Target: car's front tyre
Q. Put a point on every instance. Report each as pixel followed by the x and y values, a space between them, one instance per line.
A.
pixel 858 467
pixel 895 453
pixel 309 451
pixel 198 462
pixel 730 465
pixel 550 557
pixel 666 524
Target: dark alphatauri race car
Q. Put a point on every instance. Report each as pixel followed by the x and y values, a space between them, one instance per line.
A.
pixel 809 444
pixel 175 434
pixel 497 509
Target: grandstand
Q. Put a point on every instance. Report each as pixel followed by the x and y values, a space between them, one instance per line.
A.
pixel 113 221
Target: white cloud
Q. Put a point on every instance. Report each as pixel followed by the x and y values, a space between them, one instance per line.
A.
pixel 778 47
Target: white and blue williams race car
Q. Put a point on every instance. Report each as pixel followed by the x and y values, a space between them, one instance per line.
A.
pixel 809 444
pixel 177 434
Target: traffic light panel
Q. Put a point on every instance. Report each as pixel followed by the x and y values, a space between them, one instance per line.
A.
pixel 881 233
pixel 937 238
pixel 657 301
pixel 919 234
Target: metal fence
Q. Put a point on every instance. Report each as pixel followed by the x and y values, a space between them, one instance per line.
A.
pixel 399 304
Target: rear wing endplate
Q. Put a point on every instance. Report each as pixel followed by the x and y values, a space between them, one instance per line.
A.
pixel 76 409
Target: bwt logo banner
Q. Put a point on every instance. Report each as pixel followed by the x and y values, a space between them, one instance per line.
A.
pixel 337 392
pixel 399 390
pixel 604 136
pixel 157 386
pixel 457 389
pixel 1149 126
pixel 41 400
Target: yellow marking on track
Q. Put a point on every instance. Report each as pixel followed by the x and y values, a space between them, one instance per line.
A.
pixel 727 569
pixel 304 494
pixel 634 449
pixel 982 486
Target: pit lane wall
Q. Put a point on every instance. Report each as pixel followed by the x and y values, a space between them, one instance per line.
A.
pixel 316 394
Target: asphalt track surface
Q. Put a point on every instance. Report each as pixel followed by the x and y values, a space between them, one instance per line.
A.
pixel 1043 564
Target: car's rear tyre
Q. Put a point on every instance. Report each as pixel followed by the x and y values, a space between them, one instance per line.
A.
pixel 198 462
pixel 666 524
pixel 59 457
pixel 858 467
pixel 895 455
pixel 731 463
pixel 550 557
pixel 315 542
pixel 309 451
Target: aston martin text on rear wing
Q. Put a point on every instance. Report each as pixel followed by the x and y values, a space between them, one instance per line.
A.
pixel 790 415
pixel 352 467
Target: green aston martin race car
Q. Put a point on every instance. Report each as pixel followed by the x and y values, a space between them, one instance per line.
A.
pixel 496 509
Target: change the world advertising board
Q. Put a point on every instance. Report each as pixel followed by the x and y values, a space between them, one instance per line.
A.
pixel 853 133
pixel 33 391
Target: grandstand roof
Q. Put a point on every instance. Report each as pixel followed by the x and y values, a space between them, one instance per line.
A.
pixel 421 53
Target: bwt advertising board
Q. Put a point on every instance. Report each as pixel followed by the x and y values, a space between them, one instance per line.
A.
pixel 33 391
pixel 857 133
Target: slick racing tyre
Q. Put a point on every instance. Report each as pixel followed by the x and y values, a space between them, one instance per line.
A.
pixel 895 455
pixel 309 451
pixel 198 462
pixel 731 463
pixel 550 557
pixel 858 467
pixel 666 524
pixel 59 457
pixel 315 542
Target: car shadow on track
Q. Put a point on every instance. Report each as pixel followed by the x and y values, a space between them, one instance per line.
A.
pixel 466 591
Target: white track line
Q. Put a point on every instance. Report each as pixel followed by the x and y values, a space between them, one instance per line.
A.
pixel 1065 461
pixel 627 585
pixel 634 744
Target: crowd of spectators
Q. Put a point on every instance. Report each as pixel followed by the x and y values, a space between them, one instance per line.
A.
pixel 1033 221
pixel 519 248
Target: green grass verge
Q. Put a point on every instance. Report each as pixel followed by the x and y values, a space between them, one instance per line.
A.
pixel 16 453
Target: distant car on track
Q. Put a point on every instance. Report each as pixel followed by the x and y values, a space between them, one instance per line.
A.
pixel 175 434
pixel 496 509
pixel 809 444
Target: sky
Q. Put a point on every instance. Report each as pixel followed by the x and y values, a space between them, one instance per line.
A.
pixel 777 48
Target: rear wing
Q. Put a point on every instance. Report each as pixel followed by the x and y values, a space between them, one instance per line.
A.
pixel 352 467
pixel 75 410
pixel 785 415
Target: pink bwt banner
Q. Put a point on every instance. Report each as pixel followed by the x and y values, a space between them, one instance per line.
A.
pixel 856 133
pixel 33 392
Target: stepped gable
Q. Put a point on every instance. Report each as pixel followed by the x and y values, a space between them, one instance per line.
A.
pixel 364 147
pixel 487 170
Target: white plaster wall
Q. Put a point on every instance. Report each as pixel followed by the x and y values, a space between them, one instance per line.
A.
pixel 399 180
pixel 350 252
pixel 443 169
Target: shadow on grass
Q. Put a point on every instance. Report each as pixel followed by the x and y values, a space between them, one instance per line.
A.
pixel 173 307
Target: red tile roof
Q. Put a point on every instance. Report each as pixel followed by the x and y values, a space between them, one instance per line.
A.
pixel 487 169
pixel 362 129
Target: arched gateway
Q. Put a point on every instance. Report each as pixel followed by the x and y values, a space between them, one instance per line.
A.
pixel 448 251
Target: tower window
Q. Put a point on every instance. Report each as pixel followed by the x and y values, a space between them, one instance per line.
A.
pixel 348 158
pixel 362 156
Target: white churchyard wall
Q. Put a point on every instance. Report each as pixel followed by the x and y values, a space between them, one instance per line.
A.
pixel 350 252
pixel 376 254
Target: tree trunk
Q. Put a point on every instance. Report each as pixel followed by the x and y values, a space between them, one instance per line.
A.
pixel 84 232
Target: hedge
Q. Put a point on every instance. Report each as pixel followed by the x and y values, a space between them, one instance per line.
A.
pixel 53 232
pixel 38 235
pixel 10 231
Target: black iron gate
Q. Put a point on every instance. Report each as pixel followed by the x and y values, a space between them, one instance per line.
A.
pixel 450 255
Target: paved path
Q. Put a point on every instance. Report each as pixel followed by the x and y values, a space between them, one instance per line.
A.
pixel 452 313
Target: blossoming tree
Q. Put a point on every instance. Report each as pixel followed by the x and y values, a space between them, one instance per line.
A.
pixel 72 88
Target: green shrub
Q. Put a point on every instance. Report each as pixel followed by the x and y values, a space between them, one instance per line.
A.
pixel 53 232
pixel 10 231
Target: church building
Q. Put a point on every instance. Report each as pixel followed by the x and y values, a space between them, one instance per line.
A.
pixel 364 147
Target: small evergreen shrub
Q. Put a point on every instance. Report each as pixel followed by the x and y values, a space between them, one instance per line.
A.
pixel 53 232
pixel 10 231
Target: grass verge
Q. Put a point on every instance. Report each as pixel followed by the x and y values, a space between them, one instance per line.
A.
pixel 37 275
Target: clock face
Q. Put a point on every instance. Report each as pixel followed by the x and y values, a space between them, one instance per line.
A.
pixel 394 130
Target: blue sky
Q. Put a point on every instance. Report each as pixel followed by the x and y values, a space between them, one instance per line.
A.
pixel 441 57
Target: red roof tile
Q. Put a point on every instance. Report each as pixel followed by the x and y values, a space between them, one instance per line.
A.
════════════════
Arrange every line of the records above as a Markdown table with the columns Row and Line, numbering the rows in order. Leave out blank lines.

## Written solution
| Row | Line |
|---|---|
| 1 | Target: car's front tyre |
| 2 | Q. Put a point on every instance. Report each as pixel followed by the x and y values, a space between them, one instance per line. |
| 3 | A. |
| 4 | pixel 858 467 |
| 5 | pixel 895 453 |
| 6 | pixel 309 451 |
| 7 | pixel 198 462 |
| 8 | pixel 730 465 |
| 9 | pixel 550 557 |
| 10 | pixel 666 524 |
| 11 | Target: dark alphatauri race car |
| 12 | Q. Put a point on every instance. Report each as pixel followed by the x and y values, a space between them, one instance per line. |
| 13 | A. |
| 14 | pixel 809 444 |
| 15 | pixel 175 434 |
| 16 | pixel 497 509 |
| 17 | Target: grandstand |
| 18 | Q. Put a point on every instance. Report each as pixel followed by the x and y values, a space between them, one instance per line. |
| 19 | A. |
| 20 | pixel 113 221 |
| 21 | Target: white cloud |
| 22 | Q. Put a point on every instance. Report each as pixel followed by the x and y values, a space between them, one instance per line. |
| 23 | A. |
| 24 | pixel 778 47 |
| 25 | Target: white and blue williams race car |
| 26 | Q. Put a point on every instance. Report each as pixel followed by the x and y values, a space between them, one instance per line. |
| 27 | A. |
| 28 | pixel 809 444 |
| 29 | pixel 177 434 |
| 30 | Target: traffic light panel |
| 31 | Q. Put a point on every instance. Report each as pixel followed by the x and y values, a space between them, one instance per line. |
| 32 | A. |
| 33 | pixel 881 233 |
| 34 | pixel 937 238 |
| 35 | pixel 657 301 |
| 36 | pixel 919 234 |
| 37 | Target: metal fence |
| 38 | Q. Put a point on every instance. Report each as pixel followed by the x and y values, a space between them, one instance per line. |
| 39 | A. |
| 40 | pixel 399 304 |
| 41 | Target: rear wing endplate |
| 42 | Q. Put a point on every instance. Report each as pixel followed by the x and y values, a space between them, one instance per line. |
| 43 | A. |
| 44 | pixel 76 409 |
| 45 | Target: bwt logo banner |
| 46 | Q. Put a point on every instance. Report each as pixel followed by the x and y values, a space between them, one instance per line. |
| 47 | A. |
| 48 | pixel 337 392 |
| 49 | pixel 399 390 |
| 50 | pixel 604 136 |
| 51 | pixel 157 386 |
| 52 | pixel 457 389 |
| 53 | pixel 1149 126 |
| 54 | pixel 41 400 |
| 55 | Target: yellow marking on track |
| 56 | Q. Put a point on every instance. Report each as pixel followed by the x and y values, a space between them, one instance per line. |
| 57 | A. |
| 58 | pixel 727 569 |
| 59 | pixel 304 494 |
| 60 | pixel 634 449 |
| 61 | pixel 982 486 |
| 62 | Target: pit lane wall |
| 63 | Q. Put a point on every instance. Report each as pixel followed by the x and y values, a space between them, one instance per line. |
| 64 | A. |
| 65 | pixel 316 394 |
| 66 | Target: asphalt track surface |
| 67 | Q. Put a point on every instance. Report each as pixel followed by the x and y values, a space between them, one instance per line. |
| 68 | A. |
| 69 | pixel 1043 564 |
| 70 | Target: car's rear tyre |
| 71 | Q. Put a point on every instance. Report each as pixel followed by the x and y values, a space between them, one instance per line. |
| 72 | A. |
| 73 | pixel 198 462 |
| 74 | pixel 666 524 |
| 75 | pixel 59 457 |
| 76 | pixel 858 467 |
| 77 | pixel 895 455 |
| 78 | pixel 731 463 |
| 79 | pixel 550 557 |
| 80 | pixel 315 542 |
| 81 | pixel 309 451 |
| 82 | Target: aston martin text on rear wing |
| 83 | Q. Put a point on every instance. Report each as pixel followed by the x and y values, a space between them, one instance per line. |
| 84 | A. |
| 85 | pixel 790 415 |
| 86 | pixel 352 467 |
| 87 | Target: green aston martin race car |
| 88 | Q. Put a point on every instance. Report each as pixel followed by the x and y values, a space between them, one instance per line. |
| 89 | A. |
| 90 | pixel 496 509 |
| 91 | Target: change the world advertising board |
| 92 | Q. Put a point on every instance. Report each as pixel followed by the x and y values, a space between them, one instance per line. |
| 93 | A. |
| 94 | pixel 853 133 |
| 95 | pixel 33 391 |
| 96 | Target: grandstand roof |
| 97 | Q. Put a point on every instance. Report each as pixel followed by the x and y values, a space between them, one instance per line. |
| 98 | A. |
| 99 | pixel 421 53 |
| 100 | Target: bwt advertising board |
| 101 | Q. Put a point on every instance. Report each as pixel followed by the x and y values, a space between them, one instance per line. |
| 102 | A. |
| 103 | pixel 33 391 |
| 104 | pixel 857 133 |
| 105 | Target: slick racing tyre |
| 106 | Q. Put a point on every instance. Report each as pixel followed by the x and y values, a space between them, one instance per line. |
| 107 | A. |
| 108 | pixel 895 455 |
| 109 | pixel 309 451 |
| 110 | pixel 198 462 |
| 111 | pixel 731 463 |
| 112 | pixel 550 557 |
| 113 | pixel 858 467 |
| 114 | pixel 666 524 |
| 115 | pixel 59 457 |
| 116 | pixel 315 542 |
| 117 | Target: car shadow on track |
| 118 | Q. Put a point on every instance. Report each as pixel followed by the x and y values, a space between them, one instance per line. |
| 119 | A. |
| 120 | pixel 466 591 |
| 121 | Target: white track line |
| 122 | Q. Put a point on every instance. Report each as pixel followed by the x and y values, a space between them, one instance per line. |
| 123 | A. |
| 124 | pixel 1065 461 |
| 125 | pixel 627 585 |
| 126 | pixel 634 744 |
| 127 | Target: crowd of spectators |
| 128 | Q. Put a point on every instance. Report each as pixel followed by the x and y values, a space between them, one instance per line. |
| 129 | A. |
| 130 | pixel 1033 221 |
| 131 | pixel 519 248 |
| 132 | Target: green grass verge |
| 133 | Q. Put a point on every instance. Report each as pixel followed by the x and y values, a space between them, one instance per line. |
| 134 | A. |
| 135 | pixel 16 453 |
| 136 | Target: distant car on track |
| 137 | Q. Put a point on every instance. Report each as pixel followed by the x and y values, a space between them, one instance per line. |
| 138 | A. |
| 139 | pixel 175 434 |
| 140 | pixel 496 509 |
| 141 | pixel 809 444 |
| 142 | Target: sky |
| 143 | Q. Put a point on every instance. Report each as pixel followed by the x and y values, a space between them, one instance per line. |
| 144 | A. |
| 145 | pixel 777 48 |
| 146 | Target: rear wing |
| 147 | Q. Put a point on every instance. Report each as pixel followed by the x and y values, a space between them, one instance per line. |
| 148 | A. |
| 149 | pixel 352 467 |
| 150 | pixel 75 410 |
| 151 | pixel 785 415 |
| 152 | Target: pink bwt banner |
| 153 | Q. Put a point on every instance. Report each as pixel followed by the x and y values, a space between them, one instance per line. |
| 154 | A. |
| 155 | pixel 856 133 |
| 156 | pixel 33 392 |
| 157 | Target: stepped gable |
| 158 | Q. Put a point on every instance. Report each as pixel followed by the x and y values, a space between them, one instance per line. |
| 159 | A. |
| 160 | pixel 364 147 |
| 161 | pixel 487 170 |
| 162 | Target: white plaster wall |
| 163 | Q. Put a point on every instance. Report each as pixel followed by the x and y values, a space between them, one instance per line. |
| 164 | A. |
| 165 | pixel 399 180 |
| 166 | pixel 350 252 |
| 167 | pixel 443 169 |
| 168 | Target: shadow on grass |
| 169 | Q. Put a point on every instance. Report each as pixel followed by the x and y values, a space between them, one instance per line. |
| 170 | A. |
| 171 | pixel 173 307 |
| 172 | Target: red tile roof |
| 173 | Q. Put a point on every instance. Report each as pixel followed by the x and y values, a space between them, one instance per line. |
| 174 | A. |
| 175 | pixel 487 169 |
| 176 | pixel 362 129 |
| 177 | Target: arched gateway |
| 178 | Q. Put a point on every instance. Report each as pixel followed by the x and y values, a space between them, one instance per line. |
| 179 | A. |
| 180 | pixel 448 251 |
| 181 | Target: tower window |
| 182 | Q. Put a point on every instance. Report each as pixel followed by the x and y values, a space between them, one instance per line. |
| 183 | A. |
| 184 | pixel 348 158 |
| 185 | pixel 362 156 |
| 186 | Target: white churchyard wall |
| 187 | Q. Put a point on every instance. Report each as pixel followed by the x and y values, a space between them, one instance per line. |
| 188 | A. |
| 189 | pixel 350 252 |
| 190 | pixel 376 254 |
| 191 | Target: tree trunk |
| 192 | Q. Put a point on every instance. Report each as pixel followed by the x and y values, a space between them, one instance per line. |
| 193 | A. |
| 194 | pixel 84 232 |
| 195 | Target: hedge |
| 196 | Q. Put a point on every instance. Report each as pixel followed by the x and y values, a space between them, one instance per line. |
| 197 | A. |
| 198 | pixel 53 232 |
| 199 | pixel 38 235 |
| 200 | pixel 10 231 |
| 201 | Target: black iron gate |
| 202 | Q. Put a point on every instance. Report each as pixel followed by the x and y values, a space between them, one instance per line. |
| 203 | A. |
| 204 | pixel 450 255 |
| 205 | Target: paved path |
| 206 | Q. Put a point on every instance. Report each as pixel followed by the x and y values, a space between them, one instance per line. |
| 207 | A. |
| 208 | pixel 452 313 |
| 209 | Target: blossoming tree |
| 210 | Q. Put a point on every instance. Report each as pixel followed by the x and y values, a space between them, one instance per line. |
| 211 | A. |
| 212 | pixel 72 88 |
| 213 | Target: green shrub |
| 214 | Q. Put a point on every instance. Report each as pixel followed by the x and y values, a space between them, one instance per line. |
| 215 | A. |
| 216 | pixel 53 232 |
| 217 | pixel 10 231 |
| 218 | Target: church building |
| 219 | Q. Put a point on every instance. Report each as pixel followed by the x and y values, a space between them, one instance per line. |
| 220 | A. |
| 221 | pixel 364 147 |
| 222 | Target: small evergreen shrub |
| 223 | Q. Put a point on every instance. Report each as pixel followed by the x and y values, a space between them, one instance per line. |
| 224 | A. |
| 225 | pixel 53 232 |
| 226 | pixel 10 231 |
| 227 | Target: grass verge |
| 228 | Q. Put a point on every instance. Report each as pixel followed by the x and y values, a space between them, one instance per line. |
| 229 | A. |
| 230 | pixel 37 275 |
| 231 | Target: clock face |
| 232 | Q. Put a point on every instance. Report each as pixel followed by the x and y values, a space between them, one instance per line. |
| 233 | A. |
| 234 | pixel 394 130 |
| 235 | Target: blue sky |
| 236 | Q. Put a point on every instance. Report each as pixel followed by the x and y values, a space between them, one instance per line. |
| 237 | A. |
| 238 | pixel 441 57 |
| 239 | Target: red roof tile |
| 240 | Q. Put a point on every instance. Report each as pixel followed by the x and y values, a space between them, one instance per line. |
| 241 | A. |